## Start EXCERPTED TEXT

The 2014 legislative session got under way Jan. 8, with speeches from party leaders that addressed a variety of key issues that lawmakers will be taking on over the next few months.

Yes, there were calls by leaders in both chambers to work together on issues like jobs, the economy and education.

But there was plenty of politics on opening day, with Democrats and Republicans exchanging jabs on contentious issues — many of which were fought over last year — that are sure to lead to headlines during this year's session.

Although leaders talked about issues that they will surely fight over during the next few months, it is clear that their early priorities will focus on working together on legislation that will deal with flood and wildfire disasters.

The first series of bills that were introduced in the House came as a result of work by a bipartisan Flood Disaster Study Committee. Those bills include legislation that creates income tax credits for properties destroyed by natural disasters, and another that creates grant funding to repair water infrastructure that is impacted by natural disasters.

"Despite all the recovery work that's already happened, there's much still to do," said House Speaker Mark Ferrandino, D-Denver. "And we must see it through to completion."

House Minority Leader Brian DelGrosso echoed Ferrandino's remarks on the importance of immediately dealing with natural disaster legislation.

"Helping our friends and neighbors impacted by these tragedies will be a top priority of Republicans this session, and I am glad to hear that it will be for my colleagues across the aisle as well," DelGrosso said.

Education will also be a key area of focus this year. Senate President Morgan Carroll, D-Aurora, introduced the College Affordability Act, which places a 6 percent cap on tuition rate increases, and provides more money for financial aid.

Carroll said the bill deals with skyrocketing tuition costs that often create enormous amounts of debt for students.

"What we are talking about is squeezing out economic and life opportunities for an entire generation," Carroll said. "This is an unsustainable trend that threatens to weaken our economy."

## End EXCERPTED TEXT
## Start GIVEN ENTRIES

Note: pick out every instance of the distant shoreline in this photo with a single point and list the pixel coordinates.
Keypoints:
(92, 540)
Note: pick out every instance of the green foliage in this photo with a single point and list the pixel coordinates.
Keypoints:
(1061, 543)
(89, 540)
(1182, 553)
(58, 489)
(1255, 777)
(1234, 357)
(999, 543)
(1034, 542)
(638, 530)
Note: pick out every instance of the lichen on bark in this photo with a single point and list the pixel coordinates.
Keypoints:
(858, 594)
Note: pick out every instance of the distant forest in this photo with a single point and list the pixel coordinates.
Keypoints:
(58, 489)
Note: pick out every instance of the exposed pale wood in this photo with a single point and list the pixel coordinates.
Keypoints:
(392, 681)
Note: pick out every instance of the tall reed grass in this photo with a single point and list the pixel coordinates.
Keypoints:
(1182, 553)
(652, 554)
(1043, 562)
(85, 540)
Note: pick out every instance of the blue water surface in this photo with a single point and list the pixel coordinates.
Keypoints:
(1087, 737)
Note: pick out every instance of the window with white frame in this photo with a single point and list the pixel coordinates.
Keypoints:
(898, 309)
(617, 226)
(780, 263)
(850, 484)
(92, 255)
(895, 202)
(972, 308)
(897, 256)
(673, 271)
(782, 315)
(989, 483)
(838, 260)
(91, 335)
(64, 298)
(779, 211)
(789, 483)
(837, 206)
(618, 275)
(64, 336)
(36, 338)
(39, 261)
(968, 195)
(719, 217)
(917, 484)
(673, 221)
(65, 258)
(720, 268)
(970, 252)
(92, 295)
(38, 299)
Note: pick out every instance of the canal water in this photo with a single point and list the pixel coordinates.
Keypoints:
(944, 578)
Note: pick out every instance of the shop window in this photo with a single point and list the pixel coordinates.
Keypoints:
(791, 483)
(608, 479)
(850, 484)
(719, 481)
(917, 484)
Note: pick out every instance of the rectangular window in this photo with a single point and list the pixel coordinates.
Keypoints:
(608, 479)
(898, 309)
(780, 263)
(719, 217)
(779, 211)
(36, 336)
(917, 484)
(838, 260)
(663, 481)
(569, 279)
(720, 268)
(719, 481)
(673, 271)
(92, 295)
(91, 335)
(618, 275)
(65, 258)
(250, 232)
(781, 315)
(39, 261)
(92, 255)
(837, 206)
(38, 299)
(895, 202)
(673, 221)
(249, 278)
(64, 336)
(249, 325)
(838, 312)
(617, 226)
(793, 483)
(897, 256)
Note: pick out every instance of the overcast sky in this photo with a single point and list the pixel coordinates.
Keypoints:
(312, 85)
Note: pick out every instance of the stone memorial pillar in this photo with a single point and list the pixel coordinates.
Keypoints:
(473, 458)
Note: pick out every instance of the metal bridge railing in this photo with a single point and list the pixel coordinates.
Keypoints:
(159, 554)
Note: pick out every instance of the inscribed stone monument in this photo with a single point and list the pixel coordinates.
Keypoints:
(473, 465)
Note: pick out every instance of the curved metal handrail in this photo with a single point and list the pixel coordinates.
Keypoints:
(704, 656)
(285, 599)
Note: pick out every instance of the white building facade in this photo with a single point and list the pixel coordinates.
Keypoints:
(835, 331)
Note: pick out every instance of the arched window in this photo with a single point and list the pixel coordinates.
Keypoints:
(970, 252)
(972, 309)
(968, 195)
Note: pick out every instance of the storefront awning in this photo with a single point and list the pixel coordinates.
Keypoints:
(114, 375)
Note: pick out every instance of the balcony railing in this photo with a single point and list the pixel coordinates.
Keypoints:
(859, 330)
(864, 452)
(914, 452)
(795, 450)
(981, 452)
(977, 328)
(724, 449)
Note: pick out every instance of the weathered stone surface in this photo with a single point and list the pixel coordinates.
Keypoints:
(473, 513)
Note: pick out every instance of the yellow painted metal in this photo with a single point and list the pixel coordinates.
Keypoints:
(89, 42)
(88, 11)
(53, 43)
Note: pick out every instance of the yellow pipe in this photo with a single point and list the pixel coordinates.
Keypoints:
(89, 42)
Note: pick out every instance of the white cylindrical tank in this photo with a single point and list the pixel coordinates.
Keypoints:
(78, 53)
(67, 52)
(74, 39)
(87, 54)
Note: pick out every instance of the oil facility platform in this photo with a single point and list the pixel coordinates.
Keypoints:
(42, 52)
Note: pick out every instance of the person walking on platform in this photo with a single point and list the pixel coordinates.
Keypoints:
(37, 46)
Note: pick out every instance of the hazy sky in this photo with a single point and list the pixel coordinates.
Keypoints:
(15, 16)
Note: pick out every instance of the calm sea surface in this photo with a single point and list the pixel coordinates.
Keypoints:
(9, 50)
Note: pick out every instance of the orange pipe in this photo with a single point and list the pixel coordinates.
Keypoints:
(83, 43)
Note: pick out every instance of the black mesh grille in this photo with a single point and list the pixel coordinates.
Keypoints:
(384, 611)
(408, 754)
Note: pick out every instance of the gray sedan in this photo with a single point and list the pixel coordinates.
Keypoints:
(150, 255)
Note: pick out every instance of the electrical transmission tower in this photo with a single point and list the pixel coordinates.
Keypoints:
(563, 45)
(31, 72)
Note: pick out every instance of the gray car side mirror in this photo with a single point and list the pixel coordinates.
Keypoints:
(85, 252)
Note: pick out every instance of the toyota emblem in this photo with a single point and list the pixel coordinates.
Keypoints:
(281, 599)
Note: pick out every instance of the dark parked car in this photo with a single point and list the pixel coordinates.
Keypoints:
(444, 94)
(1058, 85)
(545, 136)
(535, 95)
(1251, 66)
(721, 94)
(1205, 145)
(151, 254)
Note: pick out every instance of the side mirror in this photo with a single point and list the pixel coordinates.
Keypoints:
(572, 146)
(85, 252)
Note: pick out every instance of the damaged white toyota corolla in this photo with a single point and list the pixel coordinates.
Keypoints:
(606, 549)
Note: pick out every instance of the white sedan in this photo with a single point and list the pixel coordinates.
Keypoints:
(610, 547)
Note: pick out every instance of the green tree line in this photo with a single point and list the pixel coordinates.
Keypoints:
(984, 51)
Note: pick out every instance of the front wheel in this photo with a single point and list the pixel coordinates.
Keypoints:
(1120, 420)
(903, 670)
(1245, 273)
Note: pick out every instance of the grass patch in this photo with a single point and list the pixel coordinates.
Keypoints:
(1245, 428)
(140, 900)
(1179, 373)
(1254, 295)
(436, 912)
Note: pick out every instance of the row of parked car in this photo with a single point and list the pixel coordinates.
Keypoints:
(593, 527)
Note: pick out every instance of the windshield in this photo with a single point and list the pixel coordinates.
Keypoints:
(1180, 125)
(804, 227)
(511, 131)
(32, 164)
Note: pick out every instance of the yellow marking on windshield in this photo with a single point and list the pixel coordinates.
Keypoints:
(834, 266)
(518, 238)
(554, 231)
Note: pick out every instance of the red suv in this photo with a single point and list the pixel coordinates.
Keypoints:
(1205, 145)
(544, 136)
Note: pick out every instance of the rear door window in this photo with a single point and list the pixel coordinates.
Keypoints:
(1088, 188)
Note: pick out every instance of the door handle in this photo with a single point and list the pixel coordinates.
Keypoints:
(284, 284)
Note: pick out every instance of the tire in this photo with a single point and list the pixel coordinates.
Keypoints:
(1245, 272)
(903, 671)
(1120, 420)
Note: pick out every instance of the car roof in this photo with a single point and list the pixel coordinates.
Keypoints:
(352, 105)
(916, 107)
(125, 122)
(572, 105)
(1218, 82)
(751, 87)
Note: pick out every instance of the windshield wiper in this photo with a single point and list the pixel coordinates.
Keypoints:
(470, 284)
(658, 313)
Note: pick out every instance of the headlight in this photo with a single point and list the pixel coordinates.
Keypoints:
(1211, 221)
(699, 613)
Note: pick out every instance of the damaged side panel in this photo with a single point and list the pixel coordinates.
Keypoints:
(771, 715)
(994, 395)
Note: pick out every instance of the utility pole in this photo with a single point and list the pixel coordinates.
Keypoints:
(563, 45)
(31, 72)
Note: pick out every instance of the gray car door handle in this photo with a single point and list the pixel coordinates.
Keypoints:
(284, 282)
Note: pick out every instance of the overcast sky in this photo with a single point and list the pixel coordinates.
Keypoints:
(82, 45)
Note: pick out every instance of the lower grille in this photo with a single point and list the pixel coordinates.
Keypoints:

## End GIVEN ENTRIES

WRITTEN TASK 1 — In the article on the 2014 legislative session, what cap does the College Affordability Act put on tuition rate increases?
WRITTEN TASK 2 — Sum up the article on the 2014 legislative session in two sentences.
WRITTEN TASK 3 — Write the next part of the article on the 2014 legislative session, picking up after its last sentence.

RESPONSE 1 — A 6 percent cap.

RESPONSE 2 — The 2014 legislative session opened Jan. 8 with party leaders calling for cooperation on jobs, the economy and education while also trading jabs on contentious issues. Early priorities include bipartisan bills on flood and wildfire disasters, along with a College Affordability Act that caps tuition rate increases at 6 percent and adds money for financial aid.

RESPONSE 3 —
Ferrandino also talked about education, telling House members that students need more resources inside classrooms. He also took issue with the views on public education of Republicans, who often contend that schools need to be reformed, before more money is thrown at the education system.

"But while some have argued for reform before resources, let me say this: Reforms will not work, and our schools will not get better if they are not adequately funded. Period," Ferrandino said.

Republicans will move forward with legislation that seeks to undo Democrat-sponsored bills that became law following last year's session.

They include legislation that doubled the renewable energy mandate for rural electric cooperatives. DelGrosso said the mandate "puts a financial strain" on rural families and businesses.

DelGrosso said that while the state's economy is improving, parts of rural Colorado continue to struggle.

"The voice of rural Colorado is being heard loud and clear by House Republicans, and I hope my colleagues on the other side of the aisle will hear it as well," DelGrosso said.

Last year's session saw Democrats achieve several legislative victories, over loud protests from their Republican colleagues. Democrats scored wins on gun-control, election reform and on social issues, including the creation of civil unions in Colorado.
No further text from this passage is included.